**YOUR GOAL:**
Please give the data below again in full, exactly as it stands.

**DATA LISTING:**

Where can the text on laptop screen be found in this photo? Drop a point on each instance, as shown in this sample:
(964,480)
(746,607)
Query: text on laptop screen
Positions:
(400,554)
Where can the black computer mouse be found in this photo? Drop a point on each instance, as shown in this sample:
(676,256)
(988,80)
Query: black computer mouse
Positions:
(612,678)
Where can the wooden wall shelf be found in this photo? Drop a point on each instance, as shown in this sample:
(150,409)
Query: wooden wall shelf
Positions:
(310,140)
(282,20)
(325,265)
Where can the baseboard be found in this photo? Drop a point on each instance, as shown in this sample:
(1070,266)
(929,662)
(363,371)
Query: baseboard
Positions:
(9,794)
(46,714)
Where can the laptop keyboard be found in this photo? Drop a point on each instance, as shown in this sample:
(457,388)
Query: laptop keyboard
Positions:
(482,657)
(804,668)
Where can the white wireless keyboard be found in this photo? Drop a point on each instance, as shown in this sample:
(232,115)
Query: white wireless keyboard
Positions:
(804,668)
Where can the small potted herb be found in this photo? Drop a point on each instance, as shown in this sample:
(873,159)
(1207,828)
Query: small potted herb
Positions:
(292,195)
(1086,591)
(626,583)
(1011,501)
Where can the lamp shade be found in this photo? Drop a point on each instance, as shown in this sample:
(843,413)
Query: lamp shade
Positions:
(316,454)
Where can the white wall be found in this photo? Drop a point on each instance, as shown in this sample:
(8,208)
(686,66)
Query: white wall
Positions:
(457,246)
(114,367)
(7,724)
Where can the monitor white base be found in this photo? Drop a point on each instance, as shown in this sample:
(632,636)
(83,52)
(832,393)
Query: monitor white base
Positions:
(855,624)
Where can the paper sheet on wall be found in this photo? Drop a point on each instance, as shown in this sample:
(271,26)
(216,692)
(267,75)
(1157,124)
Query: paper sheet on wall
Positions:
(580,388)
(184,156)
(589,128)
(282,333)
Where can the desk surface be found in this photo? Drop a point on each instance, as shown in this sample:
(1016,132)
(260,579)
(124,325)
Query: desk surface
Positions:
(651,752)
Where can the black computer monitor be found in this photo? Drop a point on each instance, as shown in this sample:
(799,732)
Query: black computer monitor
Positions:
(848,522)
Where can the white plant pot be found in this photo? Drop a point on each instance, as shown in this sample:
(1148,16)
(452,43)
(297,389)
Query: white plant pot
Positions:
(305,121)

**REPLY TO THE EXERCISE:**
Where can the text on laptop screen be found in this photo? Drop a point on each instance, as shown in this sample:
(964,480)
(746,607)
Query: text on laptop screen
Positions:
(400,554)
Where can the black computer mouse be found in this photo? Drop a point on each instance, as shown in this sample:
(676,256)
(988,80)
Query: black computer mouse
Positions:
(612,678)
Where can the wooden wall shelf be found in this photo? Drop a point on each instance, as shown in this sample:
(150,409)
Query: wooden wall shelf
Positions:
(310,140)
(282,20)
(325,265)
Where can the baseboard be found in this photo? Drop a point on each instance, as shown in this sample:
(1070,266)
(929,662)
(363,371)
Query: baseboard
Positions:
(9,794)
(46,714)
Where can the laptop keyboard be found in this photo? Drop a point on each instance, as shown in this sample:
(457,388)
Query: laptop keyboard
Positions:
(482,657)
(804,668)
Where can the white wireless keyboard be found in this photo? Drop a point on each instance, as shown in this sample:
(232,115)
Query: white wireless keyboard
Positions:
(804,668)
Where can the small potted herb be found in this photo? Drop a point on each instance, as shown in this sample:
(873,159)
(1207,828)
Query: small potted herb
Positions:
(292,195)
(1086,591)
(626,583)
(1011,501)
Where can the lamp shade be found in this photo? Drop a point on each instance, as shown in this sample:
(843,413)
Query: lamp shade
Positions:
(316,454)
Where can the white wall be found in this photo? Drop a point on each instance, as shown in this sample:
(8,208)
(686,66)
Query: white wall
Positions:
(457,246)
(114,367)
(7,724)
Where can the monitor white base be found in this photo? Drop a point on each instance, as shown in this sample:
(632,636)
(83,52)
(832,393)
Query: monitor white base
Positions:
(855,624)
Where can the paper sheet on wall be found in this photo? Drop a point on each instance, as shown in this sample:
(271,26)
(216,692)
(267,75)
(1157,124)
Query: paper sheet on wall
Positions:
(580,388)
(184,156)
(589,128)
(282,333)
Where can the desk surface be found in this photo? Drop a point on each instance, as shown in this sample:
(1016,132)
(260,579)
(124,325)
Query: desk surface
Positions:
(651,752)
Where can the black computer monitor be found in this photo? Drop a point on each instance, as shown in this sample:
(799,732)
Query: black computer monitor
Positions:
(848,522)
Where can the white plant pot be found in this photo? Drop a point on each instance, as shown in this sample:
(1148,16)
(452,43)
(297,389)
Query: white plant pot
Positions:
(305,121)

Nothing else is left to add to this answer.